Raw records:
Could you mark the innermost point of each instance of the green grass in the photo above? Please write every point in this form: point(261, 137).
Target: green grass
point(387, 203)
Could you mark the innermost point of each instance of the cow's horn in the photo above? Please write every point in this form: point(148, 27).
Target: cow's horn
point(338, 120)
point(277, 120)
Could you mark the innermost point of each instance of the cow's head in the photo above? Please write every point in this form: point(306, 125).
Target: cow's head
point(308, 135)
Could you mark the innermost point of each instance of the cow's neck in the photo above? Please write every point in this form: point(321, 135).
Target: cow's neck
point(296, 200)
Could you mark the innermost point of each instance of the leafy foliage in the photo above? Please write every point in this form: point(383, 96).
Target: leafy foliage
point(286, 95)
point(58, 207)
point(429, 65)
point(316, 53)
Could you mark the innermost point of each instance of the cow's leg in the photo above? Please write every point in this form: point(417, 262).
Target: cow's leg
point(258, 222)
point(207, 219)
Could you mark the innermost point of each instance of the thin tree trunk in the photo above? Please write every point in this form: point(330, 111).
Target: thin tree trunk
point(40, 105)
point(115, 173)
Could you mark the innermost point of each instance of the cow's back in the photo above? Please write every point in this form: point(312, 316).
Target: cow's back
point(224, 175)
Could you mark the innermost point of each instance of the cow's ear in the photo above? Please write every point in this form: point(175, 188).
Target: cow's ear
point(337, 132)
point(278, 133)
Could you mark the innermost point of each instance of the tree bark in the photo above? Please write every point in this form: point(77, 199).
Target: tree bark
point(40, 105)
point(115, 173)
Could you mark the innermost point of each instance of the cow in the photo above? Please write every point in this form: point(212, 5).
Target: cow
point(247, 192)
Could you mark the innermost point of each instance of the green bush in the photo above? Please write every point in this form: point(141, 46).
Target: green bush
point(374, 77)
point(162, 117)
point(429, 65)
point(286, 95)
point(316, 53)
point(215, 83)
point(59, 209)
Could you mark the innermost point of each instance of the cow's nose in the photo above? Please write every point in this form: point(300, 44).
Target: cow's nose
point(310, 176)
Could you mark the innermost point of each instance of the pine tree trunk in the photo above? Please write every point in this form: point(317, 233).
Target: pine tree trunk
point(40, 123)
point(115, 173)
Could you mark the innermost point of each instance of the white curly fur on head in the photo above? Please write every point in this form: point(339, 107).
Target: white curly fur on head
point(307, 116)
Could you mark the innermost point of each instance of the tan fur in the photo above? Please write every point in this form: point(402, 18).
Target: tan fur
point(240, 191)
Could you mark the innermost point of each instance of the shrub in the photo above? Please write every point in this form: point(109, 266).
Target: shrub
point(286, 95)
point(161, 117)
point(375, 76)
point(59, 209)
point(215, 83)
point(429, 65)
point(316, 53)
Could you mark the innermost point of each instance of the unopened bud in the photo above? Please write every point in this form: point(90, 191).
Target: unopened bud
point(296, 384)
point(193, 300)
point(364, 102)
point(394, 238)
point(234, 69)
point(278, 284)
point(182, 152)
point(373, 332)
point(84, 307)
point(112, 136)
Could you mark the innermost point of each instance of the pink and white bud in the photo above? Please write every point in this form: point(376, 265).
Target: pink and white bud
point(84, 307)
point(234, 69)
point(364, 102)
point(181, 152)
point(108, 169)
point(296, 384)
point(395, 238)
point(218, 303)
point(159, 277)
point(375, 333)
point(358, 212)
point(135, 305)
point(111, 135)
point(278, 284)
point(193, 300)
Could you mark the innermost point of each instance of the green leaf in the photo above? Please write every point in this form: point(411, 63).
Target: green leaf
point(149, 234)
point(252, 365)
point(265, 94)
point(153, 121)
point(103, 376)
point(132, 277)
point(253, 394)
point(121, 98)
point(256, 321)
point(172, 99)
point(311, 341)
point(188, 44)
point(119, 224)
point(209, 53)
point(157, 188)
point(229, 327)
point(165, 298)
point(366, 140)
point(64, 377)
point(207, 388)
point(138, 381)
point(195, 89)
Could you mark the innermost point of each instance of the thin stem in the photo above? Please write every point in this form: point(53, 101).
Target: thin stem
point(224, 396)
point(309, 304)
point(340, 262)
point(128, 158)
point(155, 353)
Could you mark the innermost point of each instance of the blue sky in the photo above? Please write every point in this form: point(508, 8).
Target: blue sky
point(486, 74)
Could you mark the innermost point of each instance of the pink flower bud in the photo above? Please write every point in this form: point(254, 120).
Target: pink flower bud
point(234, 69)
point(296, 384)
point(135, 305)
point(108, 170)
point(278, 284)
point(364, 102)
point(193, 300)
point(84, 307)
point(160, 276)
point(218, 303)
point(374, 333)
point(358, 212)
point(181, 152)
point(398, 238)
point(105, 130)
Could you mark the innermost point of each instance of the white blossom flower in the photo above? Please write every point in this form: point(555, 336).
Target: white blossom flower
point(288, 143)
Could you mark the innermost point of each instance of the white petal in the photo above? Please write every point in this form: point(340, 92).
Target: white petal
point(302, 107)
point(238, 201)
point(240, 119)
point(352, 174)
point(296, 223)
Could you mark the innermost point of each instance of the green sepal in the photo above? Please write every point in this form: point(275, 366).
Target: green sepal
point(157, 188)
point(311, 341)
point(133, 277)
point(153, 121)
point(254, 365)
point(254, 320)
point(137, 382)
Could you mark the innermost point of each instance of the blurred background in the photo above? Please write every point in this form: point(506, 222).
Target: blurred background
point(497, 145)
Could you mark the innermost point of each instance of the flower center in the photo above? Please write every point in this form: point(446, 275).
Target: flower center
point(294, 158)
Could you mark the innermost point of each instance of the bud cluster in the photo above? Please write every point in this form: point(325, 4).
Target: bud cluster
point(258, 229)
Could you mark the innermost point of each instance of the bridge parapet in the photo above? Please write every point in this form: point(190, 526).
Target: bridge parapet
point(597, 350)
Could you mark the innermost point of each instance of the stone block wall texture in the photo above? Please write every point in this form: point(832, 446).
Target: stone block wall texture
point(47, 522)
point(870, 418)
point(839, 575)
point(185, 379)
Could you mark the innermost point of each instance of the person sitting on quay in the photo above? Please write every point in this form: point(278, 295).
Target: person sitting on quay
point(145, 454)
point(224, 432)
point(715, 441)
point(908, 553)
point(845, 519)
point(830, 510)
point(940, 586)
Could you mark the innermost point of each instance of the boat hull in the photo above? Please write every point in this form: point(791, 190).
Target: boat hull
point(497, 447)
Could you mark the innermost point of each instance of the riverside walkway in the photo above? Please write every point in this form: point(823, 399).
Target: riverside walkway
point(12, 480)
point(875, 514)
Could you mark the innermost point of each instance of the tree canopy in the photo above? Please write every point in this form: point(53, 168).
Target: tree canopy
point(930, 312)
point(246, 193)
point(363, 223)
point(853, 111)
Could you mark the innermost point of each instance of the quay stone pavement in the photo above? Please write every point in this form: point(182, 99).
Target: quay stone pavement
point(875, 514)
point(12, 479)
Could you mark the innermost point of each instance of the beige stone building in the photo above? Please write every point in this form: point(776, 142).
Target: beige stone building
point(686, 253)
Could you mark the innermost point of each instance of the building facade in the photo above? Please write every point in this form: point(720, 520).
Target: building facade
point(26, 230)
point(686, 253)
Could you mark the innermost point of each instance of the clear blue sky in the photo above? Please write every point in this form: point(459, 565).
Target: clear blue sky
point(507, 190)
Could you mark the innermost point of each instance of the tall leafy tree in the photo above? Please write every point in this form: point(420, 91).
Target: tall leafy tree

What is expected: Every line from the one containing "form: point(776, 142)." through the end of the data must be repeated exactly, and no other line.

Response to this exercise:
Could you mark the innermost point of each instance of the beige stone building in the photo above? Please write every point in this form: point(776, 142).
Target: beige stone building
point(686, 253)
Could you mark the innermost point of each instance of the building facade in the photo above? Please write every point in this form: point(720, 520).
Target: building facade
point(26, 230)
point(686, 253)
Could you mark the innermost point of each instance of the clear blue sky in the photo above? Please write every point in this form: point(459, 565).
Target: clear blue sky
point(507, 190)
Could you mark the innermost point of each instance of the tall leafy tree in the photo above? Please write every point in this form: point(420, 91).
Target: tall leafy tree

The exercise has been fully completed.